-- Document passage --
>> START

Shaking Hands With The French (1)

It is a double paradox that a people like the English or Americans whose perception of politeness requires them to make total strangers believe they are their instant bosom friends should become so coldly distant when it comes to shaking hands, while their more formally polite French neighbours should attach such vital importance to seizing the hands of those they frequently have only the slightest acquaintance with.
Though shaking hands plays an important part in both Anglo-Saxon and French business culture as a means of expressing sincerity and cordiality when meeting, parting, being introduced or concluding deals, squeezing the hands of others is not systematically resorted to in day-to-day Anglo-Saxon life. In the normal course of events it is mainly restricted to those friends and relatives you’ve not had the pleasure of seeing for a considerable length of time, and is more often confined to men (women tend to kiss). And when you’re introduced to strangers at a social gathering in England you can even get away with a simple ‘hello’, accompanied by a friendly nod of the head. As a result, the Englishman can go for days, even weeks, without being called upon to slip his hand into that of another.
The newly-landed Anglo-Saxon expat would do well to note, that France social etiquette requires you to make repeated daily use of the handshake as a tangible sign of your friendly inclinations towards other males, and that staring uncomprehendingly at a Frenchman’s proffered hand can not only be a source of considerable offence, but cause you to run the considerable risk – though some allowances might possibly be made for that legendary English reserve – of being labelled unfriendly or even impolite. So, whenever you meet a French male acquaintance (you don’t need to know him all that well) in the supermarket or the High Street, shaking hands should become a reflex or, if he draws first (as, being French, he almost certainly will), to seize his hand warmly in yours. This is expected, even if you don’t have time for a chat. And if you can spare a moment to converse, it’s important to note that a second poignée de main, though not systematic, can be required when you part.

>> END

-- Information given --
>> START

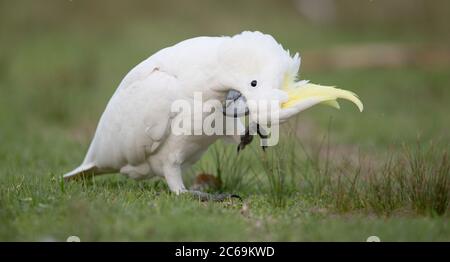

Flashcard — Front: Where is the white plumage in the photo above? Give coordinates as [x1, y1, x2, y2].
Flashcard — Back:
[64, 32, 360, 199]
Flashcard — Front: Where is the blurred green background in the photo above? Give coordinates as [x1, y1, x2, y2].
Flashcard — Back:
[0, 0, 450, 240]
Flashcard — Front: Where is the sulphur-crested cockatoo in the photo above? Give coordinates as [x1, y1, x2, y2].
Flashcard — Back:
[64, 32, 362, 200]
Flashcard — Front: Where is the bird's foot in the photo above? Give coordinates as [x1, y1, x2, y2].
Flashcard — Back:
[185, 190, 242, 202]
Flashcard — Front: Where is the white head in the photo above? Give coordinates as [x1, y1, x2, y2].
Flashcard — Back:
[218, 32, 300, 123]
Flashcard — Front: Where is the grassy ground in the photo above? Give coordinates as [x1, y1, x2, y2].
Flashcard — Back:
[0, 1, 450, 241]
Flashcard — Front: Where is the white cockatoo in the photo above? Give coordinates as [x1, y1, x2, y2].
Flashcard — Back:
[64, 32, 362, 200]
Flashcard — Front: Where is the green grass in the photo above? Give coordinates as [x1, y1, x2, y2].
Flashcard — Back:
[0, 1, 450, 241]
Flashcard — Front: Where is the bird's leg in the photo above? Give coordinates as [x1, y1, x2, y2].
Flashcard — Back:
[256, 124, 269, 151]
[237, 127, 253, 153]
[164, 165, 241, 201]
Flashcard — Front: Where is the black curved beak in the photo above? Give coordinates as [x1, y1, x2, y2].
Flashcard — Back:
[222, 90, 250, 118]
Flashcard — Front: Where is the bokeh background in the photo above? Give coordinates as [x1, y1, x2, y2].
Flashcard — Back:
[0, 0, 450, 240]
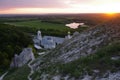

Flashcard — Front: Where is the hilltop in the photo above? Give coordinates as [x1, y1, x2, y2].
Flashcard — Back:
[4, 18, 120, 80]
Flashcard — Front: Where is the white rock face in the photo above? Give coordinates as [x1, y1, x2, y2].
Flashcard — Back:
[10, 48, 35, 67]
[33, 31, 64, 49]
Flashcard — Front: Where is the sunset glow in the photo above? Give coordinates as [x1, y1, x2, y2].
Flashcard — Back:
[0, 0, 120, 14]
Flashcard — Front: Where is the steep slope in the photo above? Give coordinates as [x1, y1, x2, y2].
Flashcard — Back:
[3, 18, 120, 80]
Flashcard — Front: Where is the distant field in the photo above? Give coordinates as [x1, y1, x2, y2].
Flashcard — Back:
[7, 20, 70, 31]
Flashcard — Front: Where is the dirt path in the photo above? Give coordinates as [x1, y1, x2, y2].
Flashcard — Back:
[28, 60, 34, 80]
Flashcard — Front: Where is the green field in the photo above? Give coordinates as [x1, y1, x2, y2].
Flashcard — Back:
[7, 20, 70, 31]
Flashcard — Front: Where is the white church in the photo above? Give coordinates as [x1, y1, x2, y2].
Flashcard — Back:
[33, 31, 71, 49]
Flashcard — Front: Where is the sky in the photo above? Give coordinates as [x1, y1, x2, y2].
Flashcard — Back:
[0, 0, 120, 14]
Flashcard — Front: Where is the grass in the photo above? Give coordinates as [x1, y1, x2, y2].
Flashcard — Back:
[33, 42, 120, 78]
[60, 43, 120, 77]
[4, 65, 30, 80]
[7, 20, 70, 31]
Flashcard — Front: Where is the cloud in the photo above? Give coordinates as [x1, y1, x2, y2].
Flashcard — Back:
[0, 0, 68, 9]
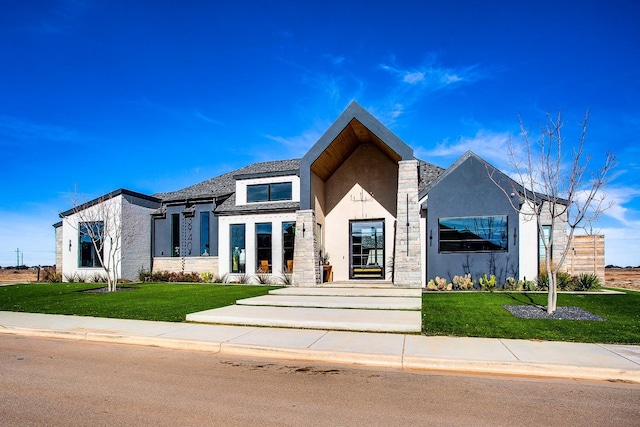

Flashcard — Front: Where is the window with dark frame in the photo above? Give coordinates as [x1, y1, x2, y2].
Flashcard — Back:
[247, 182, 292, 203]
[256, 222, 272, 273]
[282, 221, 296, 273]
[229, 224, 247, 273]
[78, 221, 104, 268]
[171, 214, 180, 257]
[438, 215, 509, 252]
[200, 211, 211, 256]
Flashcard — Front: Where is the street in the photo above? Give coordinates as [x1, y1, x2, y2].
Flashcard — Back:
[0, 334, 640, 426]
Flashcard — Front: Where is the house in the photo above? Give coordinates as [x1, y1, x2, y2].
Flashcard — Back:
[53, 102, 564, 287]
[54, 189, 161, 281]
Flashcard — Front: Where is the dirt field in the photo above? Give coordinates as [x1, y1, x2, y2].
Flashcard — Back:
[0, 268, 640, 291]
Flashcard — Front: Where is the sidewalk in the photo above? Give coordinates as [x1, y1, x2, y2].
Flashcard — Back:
[0, 311, 640, 383]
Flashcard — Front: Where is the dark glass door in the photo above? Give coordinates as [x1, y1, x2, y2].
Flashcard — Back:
[349, 220, 384, 279]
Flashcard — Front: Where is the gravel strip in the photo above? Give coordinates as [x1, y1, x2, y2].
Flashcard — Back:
[502, 305, 607, 322]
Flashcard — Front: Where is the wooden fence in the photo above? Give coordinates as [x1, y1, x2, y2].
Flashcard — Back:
[565, 235, 604, 283]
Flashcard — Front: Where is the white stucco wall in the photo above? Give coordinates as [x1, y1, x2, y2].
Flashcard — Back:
[120, 199, 153, 280]
[518, 204, 538, 280]
[324, 184, 395, 281]
[218, 212, 296, 276]
[62, 194, 153, 281]
[62, 195, 122, 282]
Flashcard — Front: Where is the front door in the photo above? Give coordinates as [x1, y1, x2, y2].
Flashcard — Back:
[349, 220, 384, 279]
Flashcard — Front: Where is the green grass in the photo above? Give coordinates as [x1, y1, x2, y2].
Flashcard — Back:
[422, 291, 640, 344]
[0, 283, 276, 322]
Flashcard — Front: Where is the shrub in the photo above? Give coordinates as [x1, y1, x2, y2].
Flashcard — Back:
[535, 271, 549, 291]
[280, 273, 293, 286]
[169, 271, 202, 283]
[451, 273, 476, 290]
[256, 273, 271, 285]
[427, 276, 453, 291]
[40, 268, 62, 283]
[138, 268, 153, 282]
[556, 271, 577, 291]
[574, 273, 600, 291]
[229, 273, 253, 285]
[502, 277, 525, 291]
[478, 274, 497, 292]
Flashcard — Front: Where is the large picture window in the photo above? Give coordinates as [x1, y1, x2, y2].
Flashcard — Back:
[247, 182, 292, 202]
[282, 221, 296, 273]
[438, 215, 509, 252]
[78, 221, 104, 267]
[171, 214, 181, 257]
[256, 222, 271, 273]
[230, 224, 247, 273]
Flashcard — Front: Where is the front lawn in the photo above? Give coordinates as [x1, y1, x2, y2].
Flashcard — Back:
[0, 283, 277, 322]
[422, 291, 640, 344]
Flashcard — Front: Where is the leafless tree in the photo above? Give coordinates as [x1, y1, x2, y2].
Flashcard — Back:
[63, 192, 138, 292]
[489, 111, 616, 314]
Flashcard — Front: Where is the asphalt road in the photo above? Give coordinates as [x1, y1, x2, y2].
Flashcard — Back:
[0, 334, 640, 427]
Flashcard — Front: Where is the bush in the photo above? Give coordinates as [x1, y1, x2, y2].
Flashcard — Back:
[574, 273, 600, 291]
[534, 271, 549, 291]
[168, 271, 202, 283]
[451, 273, 476, 290]
[556, 271, 577, 291]
[40, 268, 62, 283]
[478, 274, 497, 292]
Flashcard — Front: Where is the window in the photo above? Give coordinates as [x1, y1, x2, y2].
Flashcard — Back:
[538, 225, 553, 263]
[256, 222, 271, 273]
[438, 215, 508, 252]
[200, 212, 211, 256]
[78, 221, 104, 267]
[247, 182, 292, 202]
[282, 222, 296, 273]
[230, 224, 247, 273]
[171, 214, 180, 256]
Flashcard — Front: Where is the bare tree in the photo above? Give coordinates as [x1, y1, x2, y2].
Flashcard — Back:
[61, 193, 138, 292]
[489, 111, 616, 314]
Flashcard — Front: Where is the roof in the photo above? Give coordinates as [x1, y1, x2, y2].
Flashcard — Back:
[154, 159, 300, 203]
[59, 188, 161, 219]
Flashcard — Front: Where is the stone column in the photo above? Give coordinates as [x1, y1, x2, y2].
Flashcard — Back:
[292, 209, 321, 286]
[393, 160, 424, 288]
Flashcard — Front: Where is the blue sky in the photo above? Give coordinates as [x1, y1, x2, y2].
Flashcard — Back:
[0, 0, 640, 266]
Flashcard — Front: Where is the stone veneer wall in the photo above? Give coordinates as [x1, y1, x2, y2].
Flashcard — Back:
[393, 160, 423, 288]
[152, 256, 219, 274]
[292, 209, 320, 286]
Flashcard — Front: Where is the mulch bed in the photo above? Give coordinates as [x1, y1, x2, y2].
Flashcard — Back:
[502, 305, 607, 322]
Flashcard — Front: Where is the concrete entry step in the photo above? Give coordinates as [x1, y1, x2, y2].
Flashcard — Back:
[236, 294, 422, 310]
[187, 305, 422, 333]
[269, 286, 422, 299]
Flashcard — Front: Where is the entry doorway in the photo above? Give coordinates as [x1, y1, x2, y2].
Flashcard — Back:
[349, 220, 384, 279]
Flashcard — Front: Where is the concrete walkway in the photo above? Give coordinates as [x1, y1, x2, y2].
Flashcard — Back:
[0, 312, 640, 384]
[187, 285, 422, 333]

>> END

-- Task prompt --
Answer these questions from the passage on shaking hands with the French.
(a) In day-to-day Anglo-Saxon life, to whom is shaking hands mainly restricted?
(b) When introduced to strangers at a social gathering in England, what can one get away with instead of a handshake?
(c) After conversing with a French acquaintance, what can be required upon parting?

-- Written answer --
(a) Friends and relatives one has not seen for a considerable length of time, and more often men than women.
(b) A simple "hello" accompanied by a friendly nod of the head.
(c) A second poignée de main, though it is not systematic.